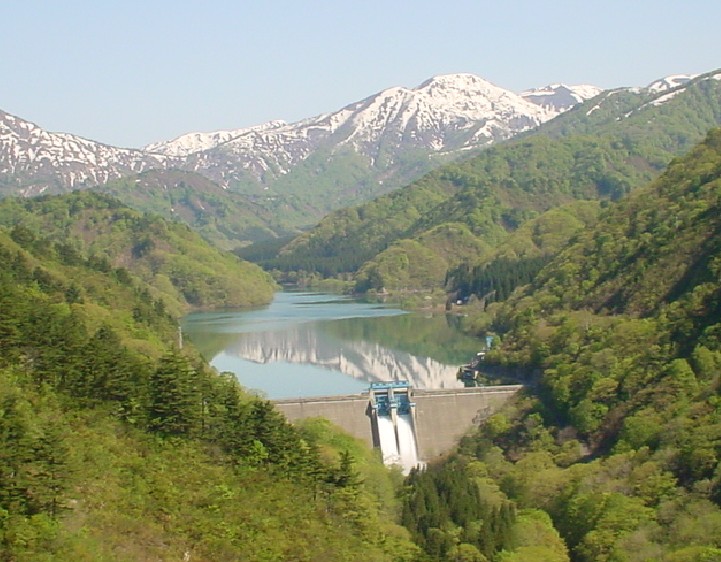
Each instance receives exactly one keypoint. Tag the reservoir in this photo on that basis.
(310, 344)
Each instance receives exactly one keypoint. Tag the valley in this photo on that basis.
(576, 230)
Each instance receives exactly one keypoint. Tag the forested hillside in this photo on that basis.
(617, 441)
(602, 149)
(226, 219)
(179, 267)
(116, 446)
--
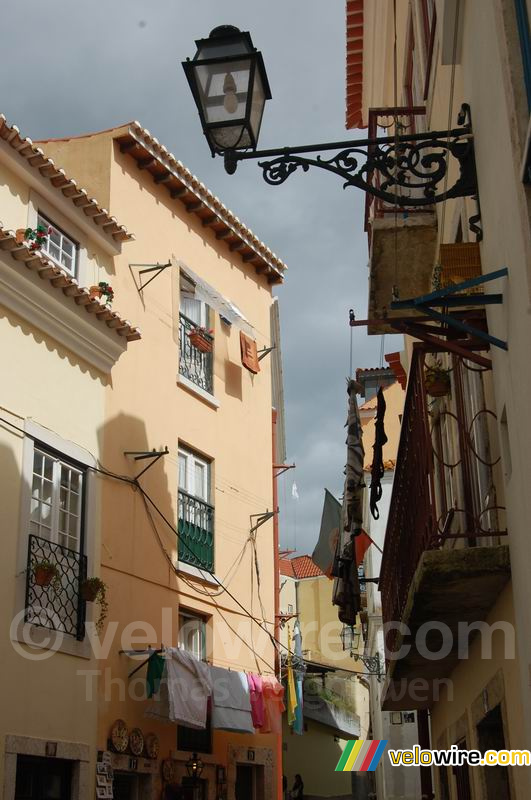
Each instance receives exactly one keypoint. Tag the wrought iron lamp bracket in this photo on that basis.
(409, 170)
* * *
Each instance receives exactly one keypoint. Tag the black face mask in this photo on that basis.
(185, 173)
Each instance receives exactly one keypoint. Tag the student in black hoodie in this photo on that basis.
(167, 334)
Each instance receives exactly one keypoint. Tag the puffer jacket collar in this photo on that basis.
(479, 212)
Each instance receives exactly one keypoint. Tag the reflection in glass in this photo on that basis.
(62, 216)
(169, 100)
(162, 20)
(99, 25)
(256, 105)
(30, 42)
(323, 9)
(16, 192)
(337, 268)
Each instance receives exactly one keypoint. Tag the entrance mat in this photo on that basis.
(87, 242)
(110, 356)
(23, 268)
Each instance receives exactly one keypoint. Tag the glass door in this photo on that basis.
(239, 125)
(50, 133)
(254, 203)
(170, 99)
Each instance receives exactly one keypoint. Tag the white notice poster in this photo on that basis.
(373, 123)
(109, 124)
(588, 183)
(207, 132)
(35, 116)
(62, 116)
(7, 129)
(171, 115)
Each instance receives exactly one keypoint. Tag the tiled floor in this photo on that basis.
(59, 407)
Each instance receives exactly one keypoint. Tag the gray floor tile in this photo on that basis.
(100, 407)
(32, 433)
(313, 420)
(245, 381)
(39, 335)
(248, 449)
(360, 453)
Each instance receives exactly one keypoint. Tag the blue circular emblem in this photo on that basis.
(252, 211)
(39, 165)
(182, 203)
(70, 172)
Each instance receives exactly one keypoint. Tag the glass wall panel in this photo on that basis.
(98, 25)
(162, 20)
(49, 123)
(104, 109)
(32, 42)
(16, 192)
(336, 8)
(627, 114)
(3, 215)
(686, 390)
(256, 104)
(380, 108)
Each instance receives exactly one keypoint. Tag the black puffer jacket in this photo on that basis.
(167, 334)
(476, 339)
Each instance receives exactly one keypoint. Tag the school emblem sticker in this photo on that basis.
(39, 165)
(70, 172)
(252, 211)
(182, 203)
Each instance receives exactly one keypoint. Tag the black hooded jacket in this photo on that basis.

Problem
Please quote, word for word, the records from the line with "puffer jacket in this photo on that basis." to the line with "hooded jacket in this photo on that basis.", including both of those lines.

Worked solution
Each instance receives exactly one keypoint. Tag the black puffer jacket in this photo on that basis.
(167, 334)
(476, 339)
Each instance receives exactly one keypoint. Tag the school emblem sticker in this photo on that basis.
(39, 165)
(70, 172)
(252, 211)
(182, 203)
Each instance receives exactly one keypoint. Tag the black hooded jacket in this photo on that basis.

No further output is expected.